Text section
—————
WASHINGTON (Reuters) - U.S. consumer prices unexpectedly fell in May and retail sales recorded their biggest drop in 16 months, suggesting a softening in domestic demand that could limit the Federal Reserve’s ability to continue raising interest rates this year.
The Fed on Wednesday increased borrowing costs for the second time this year, while acknowledging the recent moderation in inflation pressures. Policymakers continued to expect the economy to expand at a “moderate” pace and labor market conditions to “strengthen somewhat” further.
“The latest inflation data have undoubtedly helped the case of officials arguing for waiting more than three months for the next move,” said Jim O‘Sullivan, chief U.S. economist at High Frequency Economics in Valhalla, New York.
The Labor Department said its Consumer Price Index dipped 0.1 percent last month, weighed down by declining prices for gasoline, apparel, airline fares, motor vehicles, communication and medical care services, among others.
The second drop in the CPI in three months followed a 0.2 percent rise in April. In the 12 months through May, the CPI rose 1.9 percent, the smallest increase since last November, after advancing 2.2 percent in April.
—————
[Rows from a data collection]
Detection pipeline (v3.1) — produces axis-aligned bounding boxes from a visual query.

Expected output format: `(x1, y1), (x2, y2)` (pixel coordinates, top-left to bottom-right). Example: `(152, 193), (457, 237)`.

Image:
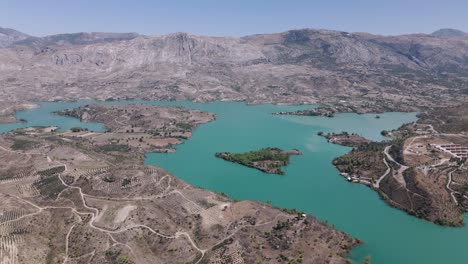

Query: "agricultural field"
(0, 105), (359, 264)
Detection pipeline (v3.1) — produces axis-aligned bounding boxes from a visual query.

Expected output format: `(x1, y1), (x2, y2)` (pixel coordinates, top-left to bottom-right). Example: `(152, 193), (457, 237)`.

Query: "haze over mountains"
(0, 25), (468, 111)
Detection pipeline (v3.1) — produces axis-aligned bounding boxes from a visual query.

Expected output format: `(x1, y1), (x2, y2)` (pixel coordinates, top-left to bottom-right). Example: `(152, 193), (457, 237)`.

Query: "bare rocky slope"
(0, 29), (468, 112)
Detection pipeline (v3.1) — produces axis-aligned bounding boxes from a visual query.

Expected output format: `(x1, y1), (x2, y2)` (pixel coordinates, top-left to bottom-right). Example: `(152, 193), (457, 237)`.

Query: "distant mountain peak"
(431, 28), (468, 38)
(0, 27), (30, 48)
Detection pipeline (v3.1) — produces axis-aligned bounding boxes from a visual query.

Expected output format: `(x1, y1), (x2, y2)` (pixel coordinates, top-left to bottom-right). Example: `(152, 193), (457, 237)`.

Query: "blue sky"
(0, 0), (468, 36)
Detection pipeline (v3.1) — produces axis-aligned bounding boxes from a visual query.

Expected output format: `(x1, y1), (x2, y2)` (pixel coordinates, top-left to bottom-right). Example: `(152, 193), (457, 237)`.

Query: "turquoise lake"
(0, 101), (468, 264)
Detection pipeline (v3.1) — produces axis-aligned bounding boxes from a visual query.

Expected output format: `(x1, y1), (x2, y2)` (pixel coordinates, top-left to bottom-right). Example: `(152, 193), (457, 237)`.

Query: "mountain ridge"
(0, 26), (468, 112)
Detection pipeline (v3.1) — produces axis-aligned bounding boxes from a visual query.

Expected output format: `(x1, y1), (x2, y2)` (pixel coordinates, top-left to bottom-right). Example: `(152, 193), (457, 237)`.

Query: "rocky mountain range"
—————
What is expected
Continue the news article on May consumer prices and retail sales from the point where it stops. The rows are not needed here.

Response box
The year-on-year gain in the CPI in May was still larger than the 1.6 percent average annual increase over the past 10 years. Economists had forecast the CPI unchanged last month and advancing 2.0 percent from a year ago.
The so-called core CPI, which strips out food and energy costs, rose 0.1 percent in May after a similar gain in April as rents continued to increase moderately. The core CPI increased 1.7 percent year-on-year, the smallest rise since May 2015, after advancing 1.9 percent in April.
The Fed has a 2 percent inflation target and tracks an inflation measure which is currently at 1.5 percent. The Fed said on Wednesday it expected annual inflation rates to “remain somewhat” below 2 percent in the near term but stabilize around the central bank’s target over the medium term. Chair Janet Yellen said they were monitoring inflation developments closely.
The Fed hiked its benchmark overnight interest rate by 25 basis points to range of 1.00 percent to 1.25 percent, and said it would start reducing its $4.2 trillion portfolio of Treasury bonds and mortgage-backed securities this year.
The dollar fell to a seven-month low against a basket of currencies on the data, before retracing some of the losses. Prices for U.S. Treasuries rallied, while stocks on Wall Street were little changed.
Economists say the weakness in inflation, if sustained, could put further monetary tightening in jeopardy.
“Clearly officials will be mindful of incoming inflation trends in the coming months before greater confidence can be made with second half of the year policy normalization plans,” said Sam Bullard, a senior economist at Wells Fargo Securities in Charlotte, North Carolina.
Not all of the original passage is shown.